▸ **Provided passage**:
Hansen:  Did anybody feel dizzy, sick, nauseated?

Crowley: No. We didn’t experience any problems and some of my cousins and friends spent days on the boat.

And both of the attorneys working with Lana’s family argue it’s a big mistake to assume carbon monoxide equals accident.

Hansen:  Does, that in your mind, rule out foul play?

Jack Cote, helping the Stempien family in the investigation:  No, because a person could be forced to expose themselves to a certain high concentration of carbon monoxide poisoning.

One theory is that if Lana were thrown off the boat, she could have inhaled a high dose of carbon monoxide and she struggled to get back on.

Andrew Jarvis, Lana's friend, now-Stempien family attorney: If it were foul play and she were thrown off that boat, she’d swim to the back platform and try and get on, which is where the exhaust would be bubbling up. If somebody were trying to prevent you from getting in the boat.

The toxicology report revealed something else: there were only negligible levels of alcohol in Lana’s system, eliminating the theory that Lana and Chuck were partying and accidentally fell overboard.

▸ **Data listing**:

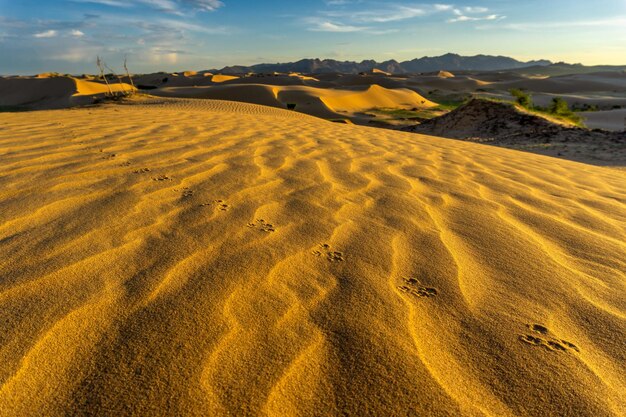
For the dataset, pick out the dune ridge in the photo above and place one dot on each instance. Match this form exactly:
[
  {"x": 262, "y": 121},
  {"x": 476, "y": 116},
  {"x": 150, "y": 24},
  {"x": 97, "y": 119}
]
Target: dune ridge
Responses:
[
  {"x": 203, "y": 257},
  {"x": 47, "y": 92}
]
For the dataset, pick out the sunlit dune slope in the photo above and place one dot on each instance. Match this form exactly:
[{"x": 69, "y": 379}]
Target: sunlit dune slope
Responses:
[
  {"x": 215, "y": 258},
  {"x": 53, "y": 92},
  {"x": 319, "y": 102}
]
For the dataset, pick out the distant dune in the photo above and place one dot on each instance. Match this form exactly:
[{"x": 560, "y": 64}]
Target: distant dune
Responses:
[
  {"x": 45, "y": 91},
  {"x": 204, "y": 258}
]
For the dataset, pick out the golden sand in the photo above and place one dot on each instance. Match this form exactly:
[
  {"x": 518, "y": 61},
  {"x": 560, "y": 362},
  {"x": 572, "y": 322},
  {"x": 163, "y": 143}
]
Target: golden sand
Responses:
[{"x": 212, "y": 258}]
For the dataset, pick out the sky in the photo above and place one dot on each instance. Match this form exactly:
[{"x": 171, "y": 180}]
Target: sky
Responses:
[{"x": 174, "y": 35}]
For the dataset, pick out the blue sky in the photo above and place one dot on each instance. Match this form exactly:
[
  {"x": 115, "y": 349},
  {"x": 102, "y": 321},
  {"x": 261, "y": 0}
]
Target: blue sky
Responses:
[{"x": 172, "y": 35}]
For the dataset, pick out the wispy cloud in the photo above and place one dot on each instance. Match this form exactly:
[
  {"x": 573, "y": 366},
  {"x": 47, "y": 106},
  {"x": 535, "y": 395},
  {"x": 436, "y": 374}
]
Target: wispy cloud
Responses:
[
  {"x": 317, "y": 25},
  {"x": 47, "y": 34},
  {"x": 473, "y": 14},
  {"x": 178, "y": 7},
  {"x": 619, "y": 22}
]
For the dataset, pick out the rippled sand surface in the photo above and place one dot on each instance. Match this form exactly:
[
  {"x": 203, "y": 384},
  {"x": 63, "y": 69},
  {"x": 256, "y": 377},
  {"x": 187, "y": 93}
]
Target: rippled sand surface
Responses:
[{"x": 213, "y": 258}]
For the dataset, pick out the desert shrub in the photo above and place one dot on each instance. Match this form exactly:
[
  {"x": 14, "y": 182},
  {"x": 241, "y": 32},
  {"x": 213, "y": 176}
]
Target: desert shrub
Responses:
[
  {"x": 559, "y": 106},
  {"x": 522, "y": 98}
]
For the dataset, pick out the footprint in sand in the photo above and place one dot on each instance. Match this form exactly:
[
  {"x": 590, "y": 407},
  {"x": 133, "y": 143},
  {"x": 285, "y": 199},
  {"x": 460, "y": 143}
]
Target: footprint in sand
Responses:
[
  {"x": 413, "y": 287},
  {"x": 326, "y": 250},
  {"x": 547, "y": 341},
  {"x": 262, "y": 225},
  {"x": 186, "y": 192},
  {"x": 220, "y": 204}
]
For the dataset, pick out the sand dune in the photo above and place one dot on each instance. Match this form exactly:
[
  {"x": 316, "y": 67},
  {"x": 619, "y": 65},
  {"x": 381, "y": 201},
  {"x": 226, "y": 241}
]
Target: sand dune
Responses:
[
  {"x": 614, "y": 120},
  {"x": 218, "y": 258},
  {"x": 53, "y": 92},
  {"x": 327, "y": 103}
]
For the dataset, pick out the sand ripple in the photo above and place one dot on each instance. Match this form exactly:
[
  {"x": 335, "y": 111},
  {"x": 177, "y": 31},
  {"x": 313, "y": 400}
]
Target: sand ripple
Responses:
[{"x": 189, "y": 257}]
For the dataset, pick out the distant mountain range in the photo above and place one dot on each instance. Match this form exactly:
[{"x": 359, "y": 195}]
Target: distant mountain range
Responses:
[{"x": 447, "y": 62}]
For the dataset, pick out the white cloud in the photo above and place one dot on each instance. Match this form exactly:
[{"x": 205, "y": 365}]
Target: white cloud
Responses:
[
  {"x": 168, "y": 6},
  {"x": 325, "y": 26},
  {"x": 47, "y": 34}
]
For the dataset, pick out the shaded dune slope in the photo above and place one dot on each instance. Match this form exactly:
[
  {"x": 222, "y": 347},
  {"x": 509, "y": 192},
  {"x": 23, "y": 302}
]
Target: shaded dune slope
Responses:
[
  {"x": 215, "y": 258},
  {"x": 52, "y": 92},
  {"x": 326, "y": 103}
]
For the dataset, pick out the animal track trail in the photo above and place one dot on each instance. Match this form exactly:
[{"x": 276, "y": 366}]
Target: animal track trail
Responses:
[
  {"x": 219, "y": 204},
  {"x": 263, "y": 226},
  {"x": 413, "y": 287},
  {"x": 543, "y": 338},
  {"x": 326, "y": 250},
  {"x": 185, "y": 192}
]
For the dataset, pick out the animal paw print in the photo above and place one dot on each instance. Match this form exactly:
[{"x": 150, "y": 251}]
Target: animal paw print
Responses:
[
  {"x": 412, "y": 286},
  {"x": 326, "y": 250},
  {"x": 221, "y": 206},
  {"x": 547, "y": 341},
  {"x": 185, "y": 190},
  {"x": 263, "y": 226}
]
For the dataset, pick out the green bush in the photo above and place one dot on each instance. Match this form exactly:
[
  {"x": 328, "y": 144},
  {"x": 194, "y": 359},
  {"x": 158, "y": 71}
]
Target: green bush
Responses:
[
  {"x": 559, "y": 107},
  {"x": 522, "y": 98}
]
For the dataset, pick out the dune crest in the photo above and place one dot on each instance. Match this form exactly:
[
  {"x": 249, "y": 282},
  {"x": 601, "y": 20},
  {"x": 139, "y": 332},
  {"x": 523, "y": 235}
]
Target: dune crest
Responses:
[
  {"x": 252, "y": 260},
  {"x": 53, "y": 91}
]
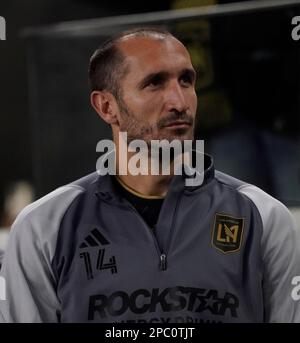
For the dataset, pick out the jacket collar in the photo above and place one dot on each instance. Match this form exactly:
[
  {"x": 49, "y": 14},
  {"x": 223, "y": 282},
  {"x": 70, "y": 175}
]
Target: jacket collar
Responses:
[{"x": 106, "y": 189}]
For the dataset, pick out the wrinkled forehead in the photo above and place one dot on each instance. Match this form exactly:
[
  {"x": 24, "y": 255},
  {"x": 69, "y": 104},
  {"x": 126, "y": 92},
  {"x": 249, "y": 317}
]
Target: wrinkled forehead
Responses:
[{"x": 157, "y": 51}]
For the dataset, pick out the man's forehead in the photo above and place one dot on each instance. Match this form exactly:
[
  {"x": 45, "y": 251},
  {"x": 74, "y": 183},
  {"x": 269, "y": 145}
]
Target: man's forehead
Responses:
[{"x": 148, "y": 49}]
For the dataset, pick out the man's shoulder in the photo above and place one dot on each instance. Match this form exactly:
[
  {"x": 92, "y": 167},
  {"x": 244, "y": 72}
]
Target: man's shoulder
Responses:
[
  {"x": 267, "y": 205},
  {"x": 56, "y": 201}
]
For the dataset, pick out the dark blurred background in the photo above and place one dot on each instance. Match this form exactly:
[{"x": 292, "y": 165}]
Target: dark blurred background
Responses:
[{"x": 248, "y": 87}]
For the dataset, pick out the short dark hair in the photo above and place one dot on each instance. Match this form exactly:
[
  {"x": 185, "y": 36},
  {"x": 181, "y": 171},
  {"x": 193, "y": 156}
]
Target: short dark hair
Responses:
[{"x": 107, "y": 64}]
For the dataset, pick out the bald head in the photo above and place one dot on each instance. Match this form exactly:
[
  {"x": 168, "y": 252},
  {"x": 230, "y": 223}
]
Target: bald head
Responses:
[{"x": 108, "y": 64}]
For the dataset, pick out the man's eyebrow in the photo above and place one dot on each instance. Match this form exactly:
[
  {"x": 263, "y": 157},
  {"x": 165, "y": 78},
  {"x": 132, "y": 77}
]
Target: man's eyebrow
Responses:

▸ **Brief A**: Output the part of the interview excerpt from "Jack Cote, helping" to "carbon monoxide poisoning.", word for word.
▸ **Brief B**: Summarize the interview excerpt in two sentences.

▸ **Answer section A**:
Jack Cote, helping the Stempien family in the investigation:  No, because a person could be forced to expose themselves to a certain high concentration of carbon monoxide poisoning.

▸ **Answer section B**: Crowley says no one had problems on the boat, even though cousins and friends spent days on it, while the attorneys working with Lana's family argue that carbon monoxide does not equal accident, because a person could be forced into exposure, for instance by being thrown off the boat and struggling to get back on near the exhaust. The toxicology report showed only negligible levels of alcohol in Lana's system, eliminating the theory that Lana and Chuck were partying and accidentally fell overboard.